INFORMATION SUPPLIED =>
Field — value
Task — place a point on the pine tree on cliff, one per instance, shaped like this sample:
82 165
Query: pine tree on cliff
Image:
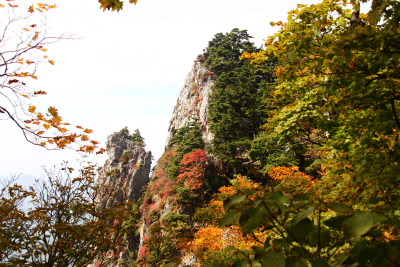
237 107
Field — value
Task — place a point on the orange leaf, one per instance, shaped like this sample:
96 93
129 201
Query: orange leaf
39 92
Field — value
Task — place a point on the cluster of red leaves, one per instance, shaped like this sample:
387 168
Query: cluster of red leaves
192 169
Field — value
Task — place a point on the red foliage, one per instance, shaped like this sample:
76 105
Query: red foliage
192 169
142 252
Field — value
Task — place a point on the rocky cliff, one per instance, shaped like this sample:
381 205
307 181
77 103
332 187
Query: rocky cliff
126 171
193 101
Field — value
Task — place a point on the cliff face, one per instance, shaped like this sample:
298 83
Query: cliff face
128 168
126 171
193 102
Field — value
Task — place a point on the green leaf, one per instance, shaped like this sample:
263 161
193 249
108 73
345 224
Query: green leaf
379 218
172 264
319 263
302 215
230 218
281 243
3 246
336 222
339 207
239 263
260 252
297 263
252 218
358 224
273 258
301 229
232 200
340 259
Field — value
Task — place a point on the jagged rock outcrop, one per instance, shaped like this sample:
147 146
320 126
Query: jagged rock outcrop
193 102
126 170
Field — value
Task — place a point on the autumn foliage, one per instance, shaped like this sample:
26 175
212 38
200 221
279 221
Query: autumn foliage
192 169
23 50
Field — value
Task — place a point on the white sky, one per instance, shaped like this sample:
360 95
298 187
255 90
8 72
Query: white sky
128 68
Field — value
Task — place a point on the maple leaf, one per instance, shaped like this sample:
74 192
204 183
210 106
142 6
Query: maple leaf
40 92
53 111
36 36
88 131
12 81
84 137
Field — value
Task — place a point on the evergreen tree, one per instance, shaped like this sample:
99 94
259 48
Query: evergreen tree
137 138
237 107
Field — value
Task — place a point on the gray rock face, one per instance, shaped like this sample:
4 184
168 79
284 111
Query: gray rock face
193 102
127 170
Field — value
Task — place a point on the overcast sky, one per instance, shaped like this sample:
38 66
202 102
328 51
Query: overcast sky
127 68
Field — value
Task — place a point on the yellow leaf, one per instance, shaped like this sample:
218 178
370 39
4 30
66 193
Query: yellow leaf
31 109
36 36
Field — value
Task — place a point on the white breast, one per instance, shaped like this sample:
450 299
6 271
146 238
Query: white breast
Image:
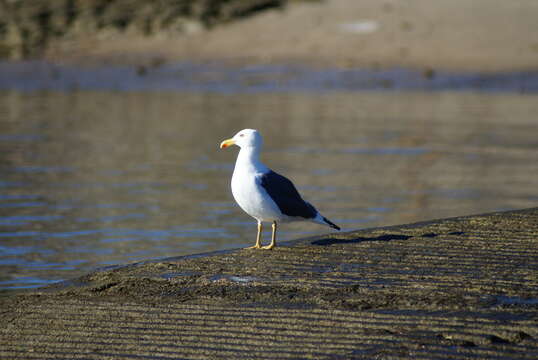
252 197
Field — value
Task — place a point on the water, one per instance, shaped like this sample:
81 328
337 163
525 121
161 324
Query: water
92 178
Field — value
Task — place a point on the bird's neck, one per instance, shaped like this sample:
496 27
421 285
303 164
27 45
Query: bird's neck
249 160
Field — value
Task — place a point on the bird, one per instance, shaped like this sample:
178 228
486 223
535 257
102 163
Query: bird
264 194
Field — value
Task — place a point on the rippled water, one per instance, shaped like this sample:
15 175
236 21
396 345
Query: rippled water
94 178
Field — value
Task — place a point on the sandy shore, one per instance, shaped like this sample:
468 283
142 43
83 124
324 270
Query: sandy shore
479 35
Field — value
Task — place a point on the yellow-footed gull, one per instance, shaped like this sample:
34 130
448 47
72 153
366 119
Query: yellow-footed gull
264 194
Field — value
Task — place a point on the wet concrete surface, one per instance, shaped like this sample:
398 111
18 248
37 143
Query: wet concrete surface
455 288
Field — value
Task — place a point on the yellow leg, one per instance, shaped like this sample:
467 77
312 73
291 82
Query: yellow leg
258 238
273 238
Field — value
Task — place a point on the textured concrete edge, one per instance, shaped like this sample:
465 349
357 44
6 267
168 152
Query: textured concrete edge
290 243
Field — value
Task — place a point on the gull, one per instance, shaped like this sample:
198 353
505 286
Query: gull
264 194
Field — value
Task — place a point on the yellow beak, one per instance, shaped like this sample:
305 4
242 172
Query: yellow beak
227 143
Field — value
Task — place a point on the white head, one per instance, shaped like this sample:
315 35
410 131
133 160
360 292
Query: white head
244 138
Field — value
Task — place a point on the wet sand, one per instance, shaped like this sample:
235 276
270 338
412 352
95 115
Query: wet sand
454 288
479 35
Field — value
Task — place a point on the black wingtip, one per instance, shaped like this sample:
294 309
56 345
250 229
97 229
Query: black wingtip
331 224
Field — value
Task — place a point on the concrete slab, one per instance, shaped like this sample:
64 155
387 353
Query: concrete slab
455 288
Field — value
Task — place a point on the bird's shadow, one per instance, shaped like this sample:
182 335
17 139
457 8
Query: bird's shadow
385 237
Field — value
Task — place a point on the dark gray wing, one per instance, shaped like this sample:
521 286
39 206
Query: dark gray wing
286 196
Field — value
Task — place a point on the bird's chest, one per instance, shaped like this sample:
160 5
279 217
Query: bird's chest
252 198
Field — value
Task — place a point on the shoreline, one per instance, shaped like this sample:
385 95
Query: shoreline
463 287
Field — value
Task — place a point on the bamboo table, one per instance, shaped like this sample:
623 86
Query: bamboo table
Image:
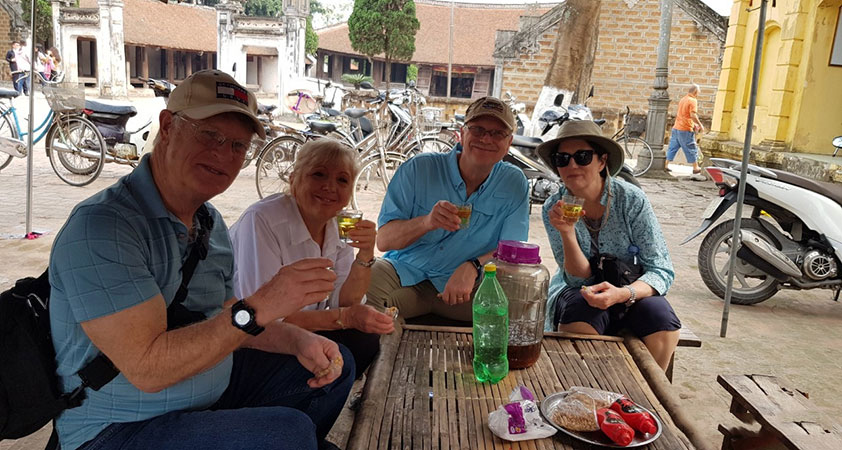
421 392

YOUR TASK =>
Repeat the data exactly, without the pictures.

OUTPUT =>
Field — value
Task — place a point on the pine tree on cliff, one per instance, shaped like this sample:
82 165
Query: pine tree on cliff
Image:
237 107
Field — value
Task — place a point on the orange leaf, one per instance, shaped like this sample:
96 93
129 201
Query: orange leaf
39 92
Field — value
Task — place a point on the cluster of red leaves, one per instance, shaped like this sample:
387 168
Query: cluster of red leaves
192 169
Field — value
Task — place a point on the red foliage, one per instance, shaped like this sample:
76 105
Query: red foliage
192 169
142 252
Field — value
Task — place a point on the rocky cliff, one per instance, shaped like this sample:
381 205
307 181
77 103
332 187
Query: rocky cliff
126 171
193 101
Field — value
Task — place a point on the cliff face, one per instance, shaped like this sample:
298 83
Query: cliff face
128 168
126 171
193 102
Field — value
Task — place a point on the green leaf, one per instance, shaped like this sample:
263 161
193 249
108 73
345 224
Query: green leaf
379 218
172 264
319 263
302 215
230 218
281 243
3 246
336 222
339 207
239 263
260 252
297 263
252 218
358 224
273 258
301 229
232 200
340 259
Field — value
Task — place a point on the jagged rock outcrop, one per instance, shaped like this sample:
147 146
320 126
Query: jagged rock outcrop
193 102
126 170
Field — value
Task — place a point on the autumn foliage, one per instance, shaped like this sample:
26 175
212 38
200 221
279 221
Query: autumn foliage
192 169
23 50
Field — value
Task — place a point on the white sky, one per instance, shaped like this sample:
360 95
298 187
255 90
8 72
Query: white sky
128 68
Field — value
Task — place a point on the maple leaf, one per instance, shaped like this sample:
74 192
204 183
210 106
142 6
Query: maple leaf
40 92
53 111
36 36
88 131
12 81
84 137
Field — value
Task — place a point on the evergreen tree, one per instance, shaped like this sample:
99 94
259 48
Query: evergreen tree
137 138
237 107
Field — value
Task — place a point on the gray rock face, one per instance, shaped like this sample:
4 184
168 79
284 111
Query: gray rock face
193 102
127 170
Field — value
Task — place a point on the overcast sky, one per instance, shaped like this sample:
38 66
202 102
328 51
Query: overcast sky
127 68
Field — value
Task — place a point on the yellow leaf, one per instance, shaped like this sample:
218 178
370 39
4 30
66 193
Query: yellow leaf
31 109
36 36
Field — value
Task — place a point on the white breast, one per instance, shaped like this sample:
450 299
6 271
146 238
Query: white breast
Image:
252 197
Field — value
Task — place a point on the water, one per instance, shaped like this sample:
81 328
337 163
525 121
161 324
Query: water
92 178
Field — value
Task — place a point on the bird's neck, one per instance, shaped like this sample:
496 27
421 285
303 164
27 45
Query: bird's neck
249 160
Field — value
Task — place a point on the bird, one per instance, shaped like this sample:
178 228
486 223
535 257
102 163
Query: bird
264 194
Field — value
Task — place a point on the rippled water, one per instance, shaped like this sample:
15 175
236 21
396 345
Query: rippled water
94 178
Field — value
Task — place a point on the sandy shore, one per instance, shaped like this sample:
468 283
142 43
83 124
324 270
Query: sandy shore
479 35
Field — value
Task — place a point on the yellow-footed gull, one per instance, shaped like this sample:
34 130
448 47
72 153
366 119
Query: yellow-footed gull
264 194
Field — value
Task — place a point on the wet concrete surface, one per instance, shaped like this sample:
398 111
18 248
37 143
Query: wet concrete surface
455 288
Field — value
Task — place a point on the yellow leg, one per instance, shaped like this sample:
467 77
312 73
291 82
Query: yellow leg
258 238
273 238
Field — value
Task — place a point on the textured concrete edge, one per instance, shaped like this sample:
465 349
357 44
6 267
168 152
Query: textured concrete edge
290 243
Field — value
Task — place a point on the gull, one per instance, shaped like this sample:
198 353
505 286
Query: gull
264 194
Field — value
Task — place a point on the yellow beak, one per instance, shaped like this sample:
305 4
242 172
Query: yellow beak
227 143
Field — value
Task — place a point on the white head, one per instance, shaped like this sample:
315 35
410 131
133 160
360 292
Query: white head
244 138
Field — value
Task — place a point on the wet sand, one per instance, shaped like this sample:
235 276
270 338
412 352
95 115
Query: wet sand
454 288
479 35
Field — value
Task — place a point on the black wingtip, one per instance, shaped like this sample:
294 309
56 345
250 229
97 229
Query: black wingtip
331 224
Field — value
Task — place a point on the concrete slab, one per instance, shaped like this sample:
64 155
387 353
Query: concrete slab
455 288
Field — value
Task — place a point on the bird's shadow, one per instance, shaped like this sample:
182 335
17 139
457 8
Query: bird's shadow
385 237
Field — value
Task — place a point on the dark gray wing, one per instance, shaped like this sample:
521 286
39 206
Query: dark gray wing
286 196
Field — value
Task — place a point on the bird's chest, one per instance, shaped like this sample:
160 5
279 217
Query: bird's chest
252 198
Field — value
Task — place a point on the shoreline, one per instance, shaped like this sample:
385 95
Query: shoreline
463 287
Field — value
Task — place a point on the bamboo table, one per instance, shaped like this sample:
623 86
Query: bamboo table
Image:
421 392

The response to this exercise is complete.